### SET EXERCISE
Extract every line of the listing below verbatim, keeping the original order from first line to last.

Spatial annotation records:
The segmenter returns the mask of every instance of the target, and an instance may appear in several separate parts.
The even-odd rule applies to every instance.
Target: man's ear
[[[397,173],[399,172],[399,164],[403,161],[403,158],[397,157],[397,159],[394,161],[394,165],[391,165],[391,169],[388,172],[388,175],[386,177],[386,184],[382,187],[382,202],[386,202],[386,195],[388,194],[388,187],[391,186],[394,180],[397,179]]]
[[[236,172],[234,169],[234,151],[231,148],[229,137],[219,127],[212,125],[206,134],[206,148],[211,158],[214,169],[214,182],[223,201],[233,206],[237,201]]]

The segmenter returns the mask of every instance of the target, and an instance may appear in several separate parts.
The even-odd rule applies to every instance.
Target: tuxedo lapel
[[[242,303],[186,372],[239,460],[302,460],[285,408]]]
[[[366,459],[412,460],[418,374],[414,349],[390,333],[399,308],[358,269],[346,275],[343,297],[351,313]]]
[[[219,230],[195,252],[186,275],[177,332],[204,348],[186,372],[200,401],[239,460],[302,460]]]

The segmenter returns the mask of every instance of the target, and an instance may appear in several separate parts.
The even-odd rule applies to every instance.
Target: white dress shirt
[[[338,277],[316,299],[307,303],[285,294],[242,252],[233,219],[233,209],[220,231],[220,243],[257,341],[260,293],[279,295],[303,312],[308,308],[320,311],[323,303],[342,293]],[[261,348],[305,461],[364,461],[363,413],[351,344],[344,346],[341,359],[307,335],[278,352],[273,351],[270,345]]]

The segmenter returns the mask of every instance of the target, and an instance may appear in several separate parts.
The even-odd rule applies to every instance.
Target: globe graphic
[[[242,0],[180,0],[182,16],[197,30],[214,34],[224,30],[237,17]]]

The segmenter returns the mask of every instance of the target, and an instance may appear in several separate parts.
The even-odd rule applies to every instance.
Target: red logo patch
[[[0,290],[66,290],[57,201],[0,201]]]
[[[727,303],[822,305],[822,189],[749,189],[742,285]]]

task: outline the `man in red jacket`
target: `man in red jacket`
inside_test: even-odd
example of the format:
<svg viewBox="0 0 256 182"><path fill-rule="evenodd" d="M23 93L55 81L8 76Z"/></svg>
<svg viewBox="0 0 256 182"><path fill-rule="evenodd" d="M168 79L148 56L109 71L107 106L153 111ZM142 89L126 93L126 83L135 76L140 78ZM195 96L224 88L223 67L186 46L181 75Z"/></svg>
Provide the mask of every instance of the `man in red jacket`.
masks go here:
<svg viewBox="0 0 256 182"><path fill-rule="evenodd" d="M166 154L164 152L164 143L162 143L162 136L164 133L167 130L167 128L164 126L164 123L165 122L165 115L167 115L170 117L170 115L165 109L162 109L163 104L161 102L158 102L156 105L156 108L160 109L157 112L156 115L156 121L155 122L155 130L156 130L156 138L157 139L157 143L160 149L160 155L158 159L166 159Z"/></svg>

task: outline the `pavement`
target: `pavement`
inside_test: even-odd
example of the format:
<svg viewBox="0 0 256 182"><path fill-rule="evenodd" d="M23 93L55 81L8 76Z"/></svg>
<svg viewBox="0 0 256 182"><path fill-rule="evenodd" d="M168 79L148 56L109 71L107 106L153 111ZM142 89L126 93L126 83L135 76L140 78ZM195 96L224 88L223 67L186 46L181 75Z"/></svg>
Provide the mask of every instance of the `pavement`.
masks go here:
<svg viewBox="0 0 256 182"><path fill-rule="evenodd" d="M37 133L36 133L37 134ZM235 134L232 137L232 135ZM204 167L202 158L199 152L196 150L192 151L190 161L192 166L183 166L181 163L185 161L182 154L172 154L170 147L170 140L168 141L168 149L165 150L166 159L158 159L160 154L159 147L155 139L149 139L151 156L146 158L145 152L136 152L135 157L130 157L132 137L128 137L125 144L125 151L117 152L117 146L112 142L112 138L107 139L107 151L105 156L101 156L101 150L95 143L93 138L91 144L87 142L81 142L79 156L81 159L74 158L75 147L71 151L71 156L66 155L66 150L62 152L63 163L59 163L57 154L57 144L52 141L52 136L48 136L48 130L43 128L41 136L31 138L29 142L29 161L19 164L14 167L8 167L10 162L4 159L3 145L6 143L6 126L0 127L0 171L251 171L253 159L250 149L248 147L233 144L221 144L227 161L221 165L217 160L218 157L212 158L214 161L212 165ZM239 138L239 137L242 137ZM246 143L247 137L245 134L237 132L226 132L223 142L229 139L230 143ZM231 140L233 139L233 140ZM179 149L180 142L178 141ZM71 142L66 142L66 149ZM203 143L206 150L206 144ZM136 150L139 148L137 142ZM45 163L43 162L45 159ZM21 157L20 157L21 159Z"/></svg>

### SOLVED PROBLEM
The segmenter returns the mask of every instance of the target, and an instance may appear in several separate parts.
The even-odd rule applies to every instance.
Target: man's ear
[[[397,173],[399,172],[399,164],[403,161],[403,158],[397,157],[397,159],[394,161],[394,165],[391,165],[391,169],[388,172],[388,175],[386,177],[386,184],[382,187],[382,202],[386,202],[386,195],[388,194],[388,187],[391,186],[394,180],[397,179]]]
[[[236,172],[234,169],[234,151],[231,148],[229,137],[219,127],[212,125],[206,134],[206,148],[211,158],[214,169],[214,182],[223,201],[233,206],[237,201]]]

The segmenter returns the mask of every instance of the target, and an instance may appear in several separate parts.
The even-odd rule applies to every instance.
Target: tuxedo lapel
[[[242,303],[186,372],[239,460],[302,460],[285,408]]]
[[[366,459],[412,460],[418,374],[414,349],[390,333],[399,308],[358,269],[346,275],[343,297],[351,313]]]
[[[219,230],[195,252],[186,275],[177,332],[204,348],[186,372],[200,401],[239,460],[302,460]]]

The segmenter returns the mask of every instance of the target, and an instance may appear in several separate parts.
The even-odd rule applies to every instance.
Target: white dress shirt
[[[338,277],[316,299],[307,303],[285,294],[242,252],[233,219],[233,209],[220,231],[220,243],[257,341],[260,293],[279,295],[303,312],[308,308],[320,311],[323,303],[342,293]],[[261,348],[305,461],[364,461],[363,413],[351,344],[344,346],[341,359],[307,335],[278,352],[273,351],[270,345]]]

The segmenter returns the mask of every instance of the target, and an instance may appear in several separate parts.
The even-odd rule applies to every instance.
Target: globe graphic
[[[242,0],[180,0],[182,16],[197,30],[214,34],[224,30],[237,17]]]

The segmenter returns the mask of every instance of the target, and an instance may appear in several separate parts.
The even-odd rule applies to every instance.
Target: red logo patch
[[[0,290],[66,290],[57,201],[0,201]]]
[[[727,303],[822,305],[822,189],[749,189],[742,285]]]

task: outline the `man in red jacket`
target: `man in red jacket`
inside_test: even-odd
example of the format:
<svg viewBox="0 0 256 182"><path fill-rule="evenodd" d="M23 93L55 81L8 76Z"/></svg>
<svg viewBox="0 0 256 182"><path fill-rule="evenodd" d="M168 79L148 56L109 71L107 106L153 111ZM142 89L126 93L126 83L135 76L140 78ZM195 96L224 88L223 67L186 46L181 75Z"/></svg>
Provide the mask of every instance of the `man in red jacket`.
masks go here:
<svg viewBox="0 0 256 182"><path fill-rule="evenodd" d="M166 154L164 152L164 143L162 143L162 136L164 133L167 130L167 128L164 126L164 123L165 122L165 115L167 115L170 117L170 115L165 109L162 109L163 104L161 102L158 102L156 105L156 108L160 109L157 112L156 115L156 121L155 122L155 130L156 130L156 138L157 139L157 143L160 149L160 155L158 159L166 159Z"/></svg>

task: outline the `pavement`
target: `pavement`
inside_test: even-odd
example of the format:
<svg viewBox="0 0 256 182"><path fill-rule="evenodd" d="M23 93L55 81L8 76Z"/></svg>
<svg viewBox="0 0 256 182"><path fill-rule="evenodd" d="M168 79L148 56L109 71L107 106L153 111ZM142 89L126 93L126 83L135 76L140 78ZM195 96L224 88L223 67L186 46L181 75Z"/></svg>
Provide the mask of every instance of the `pavement`.
masks go here:
<svg viewBox="0 0 256 182"><path fill-rule="evenodd" d="M37 133L36 133L37 134ZM235 134L232 137L232 135ZM204 167L202 158L199 152L196 150L192 151L190 161L192 166L183 166L181 163L185 161L182 154L172 154L170 147L170 140L168 141L168 149L165 150L166 159L158 159L160 154L159 147L155 139L149 139L151 156L146 158L145 152L136 152L135 157L130 157L132 137L128 137L125 144L125 151L117 152L117 146L112 142L112 138L107 139L107 151L105 156L101 156L101 150L95 143L93 138L91 144L87 142L81 142L79 156L81 159L74 158L75 147L71 151L71 156L66 155L66 150L62 152L63 163L59 163L57 154L57 144L52 141L52 136L48 136L48 130L43 128L41 136L31 138L29 142L29 161L19 164L14 167L8 167L10 162L4 159L3 145L6 143L6 126L0 127L0 171L251 171L253 159L250 149L248 147L233 144L221 144L227 161L221 165L217 160L218 157L212 158L214 161L212 165ZM239 138L239 137L242 137ZM246 143L247 137L245 134L237 132L226 132L223 142L229 139L230 143ZM231 140L233 139L233 140ZM179 149L180 142L178 141ZM71 142L66 142L66 149ZM203 143L206 150L206 144ZM136 150L139 148L137 142ZM45 163L43 162L45 159ZM21 157L20 157L21 159Z"/></svg>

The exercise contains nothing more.